## Metin Bölümü:
##############################

Rüşvetle kurulan saltanat: İmamoğlu ve Keleş’in gizli şirket ağı ifşa oldu
İtirafçı Sarp Yalçınkaya'nın savcılığa verdiği ifadeler, CHP ve İBB'ye uzanan dev bir rüşvet ve kara para ağını ortaya koydu. İmar yolsuzluklarından elde edilen milyonlarca doların parti mitinglerinden sosyal medya operasyonlarına kadar kullanıldığı öne sürüldü.
Son Güncelleme: 05.08.2025 - 04:21
İtirafçı Sarp Yalçınkaya’nın savcılığa verdiği ek ifadeler, İstanbul Büyükşehir Belediyesi ve CHP’ye uzanan çok kapsamlı bir yolsuzluk ve rüşvet ağını gün yüzüne çıkardı.
Yalçınkaya, yıllar boyunca ticaret yaptığını düşünürken aslında imar ve ruhsat rüşvetleriyle dönen, kayıt dışı fonların oluşturulduğu bir kara para sistemine alet edildiğini anlattı.
Rüşvet paralarının yalnızca kişisel zenginleşme için değil, CHP’nin mitinglerinden sosyal medya operasyonlarına kadar birçok faaliyetinin finansmanı için de kullanıldığını öne sürdü.
Yalçınkaya’nın iddiasına göre kurulan fon sistemiyle CHP içeriden ele geçirilmeye çalışıldı.
Delegelere verilen paralar, sosyal medya trollerine ödenen ücretler, miting sponsorlukları ve televizyonlara yapılan kayıt dışı ödemeler hep bu sistem üzerinden yürütüldü.
Para sayma makinesi görüntüleriyle gündeme gelen CHP İstanbul İl Başkanlığı'nın masraflarının da aynı fondan karşılandığı ileri sürüldü.
İmar değişikliği için 4 milyon dolarlık rüşvet talebi
Yalçınkaya’nın ifadesine göre, Murat Gülibrahimoğlu’nun Etiler’deki ofisinin çevresinde yer alan arsaları satın alarak burada büyük bir konut projesi geliştirme planı vardı.
Ancak bu projeyi hayata geçirebilmesi için imar değişikliği gerekiyordu.
Yalçınkaya, Gülibrahimoğlu’nun bu amaçla Beşiktaş Belediye Başkanı Rıza Akpolat ile görüştüğünü, ancak görüşmenin beklediği şekilde ilerlemediğini anlatıyor.
İddialara göre, Rıza Akpolat imar değişikliği işleminin gerçekleşmesi karşılığında tam 4 milyon dolar talep etti.
- Murat Gülibrahimoğlu, Etiler’deki ofisinin çevresindeki arsaları toplayarak konut projesi planladı.

##############################

## Alıntılanan Veriler:

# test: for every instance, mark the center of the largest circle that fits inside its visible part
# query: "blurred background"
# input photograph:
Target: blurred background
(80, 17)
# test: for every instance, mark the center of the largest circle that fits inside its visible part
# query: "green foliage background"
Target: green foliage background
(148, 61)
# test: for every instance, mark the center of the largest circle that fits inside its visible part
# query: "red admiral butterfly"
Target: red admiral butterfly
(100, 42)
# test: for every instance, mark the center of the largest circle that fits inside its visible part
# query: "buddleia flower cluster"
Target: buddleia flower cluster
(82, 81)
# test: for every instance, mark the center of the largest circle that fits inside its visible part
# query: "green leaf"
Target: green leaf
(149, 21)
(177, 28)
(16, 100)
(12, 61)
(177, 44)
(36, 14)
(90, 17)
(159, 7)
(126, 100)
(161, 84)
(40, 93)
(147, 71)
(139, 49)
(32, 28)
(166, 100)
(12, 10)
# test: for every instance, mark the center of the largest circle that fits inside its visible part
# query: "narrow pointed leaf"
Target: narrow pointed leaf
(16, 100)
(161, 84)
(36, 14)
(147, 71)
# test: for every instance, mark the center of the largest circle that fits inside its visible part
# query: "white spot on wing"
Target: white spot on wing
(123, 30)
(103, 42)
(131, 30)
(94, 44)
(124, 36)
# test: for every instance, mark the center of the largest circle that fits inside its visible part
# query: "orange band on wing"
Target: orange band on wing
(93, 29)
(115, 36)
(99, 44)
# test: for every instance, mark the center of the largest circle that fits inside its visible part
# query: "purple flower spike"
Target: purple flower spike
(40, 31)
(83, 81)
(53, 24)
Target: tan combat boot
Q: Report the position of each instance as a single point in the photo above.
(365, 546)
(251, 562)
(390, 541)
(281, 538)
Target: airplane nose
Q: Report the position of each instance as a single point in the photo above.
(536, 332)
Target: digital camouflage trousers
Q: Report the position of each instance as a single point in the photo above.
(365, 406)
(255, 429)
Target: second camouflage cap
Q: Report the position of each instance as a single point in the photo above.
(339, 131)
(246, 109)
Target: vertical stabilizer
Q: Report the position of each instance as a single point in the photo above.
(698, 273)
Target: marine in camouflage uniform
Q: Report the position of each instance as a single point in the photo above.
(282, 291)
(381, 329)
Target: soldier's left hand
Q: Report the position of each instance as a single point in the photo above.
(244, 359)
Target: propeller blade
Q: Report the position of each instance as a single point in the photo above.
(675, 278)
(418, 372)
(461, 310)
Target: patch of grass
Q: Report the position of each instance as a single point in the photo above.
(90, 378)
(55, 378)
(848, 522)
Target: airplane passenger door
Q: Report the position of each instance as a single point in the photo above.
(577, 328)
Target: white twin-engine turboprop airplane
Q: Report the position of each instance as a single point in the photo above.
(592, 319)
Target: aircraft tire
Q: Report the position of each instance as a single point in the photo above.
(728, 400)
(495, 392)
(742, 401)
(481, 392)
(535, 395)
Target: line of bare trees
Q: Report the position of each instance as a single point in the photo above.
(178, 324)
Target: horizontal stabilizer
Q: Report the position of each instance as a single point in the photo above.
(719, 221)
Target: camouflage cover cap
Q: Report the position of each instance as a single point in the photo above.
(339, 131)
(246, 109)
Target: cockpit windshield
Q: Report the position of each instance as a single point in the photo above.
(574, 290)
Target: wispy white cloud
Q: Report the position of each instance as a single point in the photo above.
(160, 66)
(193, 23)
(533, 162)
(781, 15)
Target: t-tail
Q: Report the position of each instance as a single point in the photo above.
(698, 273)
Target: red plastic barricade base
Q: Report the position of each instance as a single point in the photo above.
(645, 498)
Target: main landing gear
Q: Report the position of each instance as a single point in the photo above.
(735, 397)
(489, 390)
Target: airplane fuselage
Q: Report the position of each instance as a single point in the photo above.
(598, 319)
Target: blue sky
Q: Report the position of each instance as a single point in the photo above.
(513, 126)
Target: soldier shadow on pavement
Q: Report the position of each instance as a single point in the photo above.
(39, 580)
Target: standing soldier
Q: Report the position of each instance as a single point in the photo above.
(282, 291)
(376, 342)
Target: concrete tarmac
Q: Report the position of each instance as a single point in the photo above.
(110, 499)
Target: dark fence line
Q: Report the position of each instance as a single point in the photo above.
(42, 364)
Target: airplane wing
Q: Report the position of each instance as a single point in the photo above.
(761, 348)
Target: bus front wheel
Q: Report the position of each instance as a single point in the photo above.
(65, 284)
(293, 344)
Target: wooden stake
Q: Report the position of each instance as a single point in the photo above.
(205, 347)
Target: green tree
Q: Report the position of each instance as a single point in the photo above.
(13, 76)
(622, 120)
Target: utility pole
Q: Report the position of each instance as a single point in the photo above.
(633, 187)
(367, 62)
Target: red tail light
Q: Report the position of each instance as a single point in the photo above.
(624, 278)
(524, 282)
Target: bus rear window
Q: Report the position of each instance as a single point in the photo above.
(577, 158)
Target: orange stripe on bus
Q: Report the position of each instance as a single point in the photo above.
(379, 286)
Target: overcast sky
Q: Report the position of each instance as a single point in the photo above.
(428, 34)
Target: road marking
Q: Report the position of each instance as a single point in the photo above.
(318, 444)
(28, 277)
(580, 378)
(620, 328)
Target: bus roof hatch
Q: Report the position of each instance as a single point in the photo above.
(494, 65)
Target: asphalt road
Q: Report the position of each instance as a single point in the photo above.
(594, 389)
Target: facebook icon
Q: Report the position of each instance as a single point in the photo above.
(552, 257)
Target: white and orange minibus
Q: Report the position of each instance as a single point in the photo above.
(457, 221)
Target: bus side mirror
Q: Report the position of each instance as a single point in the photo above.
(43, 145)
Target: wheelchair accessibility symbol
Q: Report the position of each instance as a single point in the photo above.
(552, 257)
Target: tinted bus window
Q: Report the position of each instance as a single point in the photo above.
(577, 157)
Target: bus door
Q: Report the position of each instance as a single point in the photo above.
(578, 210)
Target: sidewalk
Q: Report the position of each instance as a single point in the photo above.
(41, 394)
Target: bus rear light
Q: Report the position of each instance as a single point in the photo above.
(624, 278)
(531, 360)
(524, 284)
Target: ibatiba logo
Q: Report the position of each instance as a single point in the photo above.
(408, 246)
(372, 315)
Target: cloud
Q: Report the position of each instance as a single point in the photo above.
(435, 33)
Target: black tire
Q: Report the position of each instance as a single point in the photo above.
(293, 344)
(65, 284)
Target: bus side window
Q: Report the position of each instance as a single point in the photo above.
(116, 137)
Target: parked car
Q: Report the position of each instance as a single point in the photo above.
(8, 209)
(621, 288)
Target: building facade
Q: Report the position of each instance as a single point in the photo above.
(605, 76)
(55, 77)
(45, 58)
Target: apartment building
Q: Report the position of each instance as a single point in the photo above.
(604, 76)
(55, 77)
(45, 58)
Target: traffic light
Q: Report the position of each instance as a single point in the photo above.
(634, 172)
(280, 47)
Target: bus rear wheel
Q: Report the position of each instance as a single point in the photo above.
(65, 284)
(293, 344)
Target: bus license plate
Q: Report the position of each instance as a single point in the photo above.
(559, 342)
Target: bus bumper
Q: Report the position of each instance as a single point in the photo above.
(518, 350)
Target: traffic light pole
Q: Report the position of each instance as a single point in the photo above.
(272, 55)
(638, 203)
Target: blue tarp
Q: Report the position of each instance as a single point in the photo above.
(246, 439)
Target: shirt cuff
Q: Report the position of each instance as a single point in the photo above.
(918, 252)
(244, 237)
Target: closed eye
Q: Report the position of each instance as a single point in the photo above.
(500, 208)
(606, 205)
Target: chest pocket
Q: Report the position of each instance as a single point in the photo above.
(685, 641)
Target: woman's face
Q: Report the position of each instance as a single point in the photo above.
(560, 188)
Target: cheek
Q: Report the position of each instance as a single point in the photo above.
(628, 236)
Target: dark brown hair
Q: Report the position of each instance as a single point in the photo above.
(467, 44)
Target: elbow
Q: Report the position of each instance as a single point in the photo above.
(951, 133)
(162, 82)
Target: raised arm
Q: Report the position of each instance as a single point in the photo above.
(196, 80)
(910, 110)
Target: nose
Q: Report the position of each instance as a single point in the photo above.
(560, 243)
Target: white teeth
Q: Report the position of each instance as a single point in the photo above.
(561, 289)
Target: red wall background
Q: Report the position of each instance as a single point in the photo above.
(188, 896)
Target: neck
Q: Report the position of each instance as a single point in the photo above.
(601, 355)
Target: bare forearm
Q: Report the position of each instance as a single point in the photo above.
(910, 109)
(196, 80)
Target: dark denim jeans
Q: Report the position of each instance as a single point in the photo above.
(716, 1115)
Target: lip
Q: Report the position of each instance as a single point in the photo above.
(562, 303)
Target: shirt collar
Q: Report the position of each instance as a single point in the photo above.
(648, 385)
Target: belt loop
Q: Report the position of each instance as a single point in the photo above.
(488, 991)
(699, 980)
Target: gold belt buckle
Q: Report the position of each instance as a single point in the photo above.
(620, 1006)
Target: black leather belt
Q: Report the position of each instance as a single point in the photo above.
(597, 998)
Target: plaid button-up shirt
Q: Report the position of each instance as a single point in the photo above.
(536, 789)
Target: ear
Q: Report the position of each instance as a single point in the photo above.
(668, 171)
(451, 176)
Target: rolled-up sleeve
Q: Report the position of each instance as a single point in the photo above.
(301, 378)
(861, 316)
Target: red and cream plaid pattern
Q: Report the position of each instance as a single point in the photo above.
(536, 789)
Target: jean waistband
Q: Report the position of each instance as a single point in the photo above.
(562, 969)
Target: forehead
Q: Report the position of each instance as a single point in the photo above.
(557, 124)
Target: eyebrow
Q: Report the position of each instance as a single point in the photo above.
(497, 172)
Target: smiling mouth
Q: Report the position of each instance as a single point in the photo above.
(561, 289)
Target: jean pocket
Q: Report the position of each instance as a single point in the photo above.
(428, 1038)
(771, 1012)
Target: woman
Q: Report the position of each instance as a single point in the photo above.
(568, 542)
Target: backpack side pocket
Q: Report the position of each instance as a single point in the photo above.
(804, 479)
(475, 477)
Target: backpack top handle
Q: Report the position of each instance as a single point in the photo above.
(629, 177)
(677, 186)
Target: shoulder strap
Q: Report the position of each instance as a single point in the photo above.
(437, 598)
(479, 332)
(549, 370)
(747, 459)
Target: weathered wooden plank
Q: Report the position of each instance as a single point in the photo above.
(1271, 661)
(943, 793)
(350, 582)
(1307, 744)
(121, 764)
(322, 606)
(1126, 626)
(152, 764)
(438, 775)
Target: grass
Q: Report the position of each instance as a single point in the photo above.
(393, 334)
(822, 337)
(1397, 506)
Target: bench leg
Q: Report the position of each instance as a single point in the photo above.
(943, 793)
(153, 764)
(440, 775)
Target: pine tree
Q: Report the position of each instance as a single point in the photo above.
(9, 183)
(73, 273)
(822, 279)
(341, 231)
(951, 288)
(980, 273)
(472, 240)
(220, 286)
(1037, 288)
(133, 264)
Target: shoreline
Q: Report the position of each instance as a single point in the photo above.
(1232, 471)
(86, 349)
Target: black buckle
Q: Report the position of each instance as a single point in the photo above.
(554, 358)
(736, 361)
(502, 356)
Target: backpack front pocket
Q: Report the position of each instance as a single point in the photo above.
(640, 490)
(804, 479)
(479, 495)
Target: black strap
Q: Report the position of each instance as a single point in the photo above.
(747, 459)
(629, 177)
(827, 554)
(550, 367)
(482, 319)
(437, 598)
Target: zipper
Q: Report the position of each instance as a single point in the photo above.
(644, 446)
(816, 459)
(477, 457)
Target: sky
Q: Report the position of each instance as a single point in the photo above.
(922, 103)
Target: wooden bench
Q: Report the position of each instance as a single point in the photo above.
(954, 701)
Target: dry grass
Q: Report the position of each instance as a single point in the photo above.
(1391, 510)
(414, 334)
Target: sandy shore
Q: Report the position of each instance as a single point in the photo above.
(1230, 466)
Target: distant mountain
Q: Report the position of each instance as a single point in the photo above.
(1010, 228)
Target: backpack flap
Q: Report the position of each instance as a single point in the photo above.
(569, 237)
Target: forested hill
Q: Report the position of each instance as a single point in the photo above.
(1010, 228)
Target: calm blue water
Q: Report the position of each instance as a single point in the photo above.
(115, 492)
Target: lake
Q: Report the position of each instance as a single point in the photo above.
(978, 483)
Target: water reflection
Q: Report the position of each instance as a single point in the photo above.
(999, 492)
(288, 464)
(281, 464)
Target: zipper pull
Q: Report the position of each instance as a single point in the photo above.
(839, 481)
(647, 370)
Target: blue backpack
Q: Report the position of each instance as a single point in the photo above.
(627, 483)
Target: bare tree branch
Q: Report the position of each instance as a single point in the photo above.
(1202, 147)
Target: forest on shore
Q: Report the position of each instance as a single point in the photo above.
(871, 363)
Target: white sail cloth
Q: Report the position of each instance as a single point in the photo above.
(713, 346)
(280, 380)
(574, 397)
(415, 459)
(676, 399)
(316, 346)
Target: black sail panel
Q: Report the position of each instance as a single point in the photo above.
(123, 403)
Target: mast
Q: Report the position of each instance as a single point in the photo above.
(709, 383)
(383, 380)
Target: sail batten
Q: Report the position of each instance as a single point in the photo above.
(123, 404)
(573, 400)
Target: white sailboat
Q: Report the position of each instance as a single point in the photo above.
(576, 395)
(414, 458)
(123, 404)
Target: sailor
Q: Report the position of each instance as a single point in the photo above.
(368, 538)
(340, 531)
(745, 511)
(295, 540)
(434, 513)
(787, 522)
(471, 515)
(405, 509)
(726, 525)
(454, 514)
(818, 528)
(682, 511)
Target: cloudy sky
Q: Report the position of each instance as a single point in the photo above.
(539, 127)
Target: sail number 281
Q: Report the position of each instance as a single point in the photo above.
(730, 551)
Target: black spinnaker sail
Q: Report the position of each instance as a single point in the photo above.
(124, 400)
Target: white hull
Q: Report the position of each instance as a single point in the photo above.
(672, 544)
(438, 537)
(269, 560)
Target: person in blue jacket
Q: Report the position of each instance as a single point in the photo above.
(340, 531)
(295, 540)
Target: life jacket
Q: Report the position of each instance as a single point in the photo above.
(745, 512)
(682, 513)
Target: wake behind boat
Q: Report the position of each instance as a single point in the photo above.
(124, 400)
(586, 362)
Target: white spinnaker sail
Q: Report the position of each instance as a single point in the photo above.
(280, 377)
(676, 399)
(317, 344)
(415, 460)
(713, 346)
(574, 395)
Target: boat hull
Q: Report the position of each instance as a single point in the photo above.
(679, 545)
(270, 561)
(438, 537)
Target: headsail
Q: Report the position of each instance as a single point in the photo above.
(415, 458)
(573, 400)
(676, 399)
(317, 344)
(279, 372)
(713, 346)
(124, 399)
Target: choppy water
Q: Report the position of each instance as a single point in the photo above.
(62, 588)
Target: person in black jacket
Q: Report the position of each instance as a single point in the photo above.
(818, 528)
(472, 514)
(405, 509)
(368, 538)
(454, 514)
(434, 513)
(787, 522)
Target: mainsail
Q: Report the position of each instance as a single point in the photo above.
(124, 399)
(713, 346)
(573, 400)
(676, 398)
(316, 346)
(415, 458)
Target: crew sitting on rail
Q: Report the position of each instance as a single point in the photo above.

##############################

## Talimatlarınız:
Haber metninin "İmar değişikliği için" ifadesinden "konut projesi planladı." ifadesine kadar olan bölümünü, "konut projesi" yerine "turizm projesi" koyarak yeniden yazınız. Ekteki materyale ihtiyaç duyulmamaktadır.

## Alıştırma Yanıtı:
İmar değişikliği için 4 milyon dolarlık rüşvet talebi
Yalçınkaya’nın ifadesine göre, Murat Gülibrahimoğlu’nun Etiler’deki ofisinin çevresinde yer alan arsaları satın alarak burada büyük bir turizm projesi geliştirme planı vardı.
Ancak bu projeyi hayata geçirebilmesi için imar değişikliği gerekiyordu.
Yalçınkaya, Gülibrahimoğlu’nun bu amaçla Beşiktaş Belediye Başkanı Rıza Akpolat ile görüştüğünü, ancak görüşmenin beklediği şekilde ilerlemediğini anlatıyor.
İddialara göre, Rıza Akpolat imar değişikliği işleminin gerçekleşmesi karşılığında tam 4 milyon dolar talep etti.
- Murat Gülibrahimoğlu, Etiler’deki ofisinin çevresindeki arsaları toplayarak turizm projesi planladı.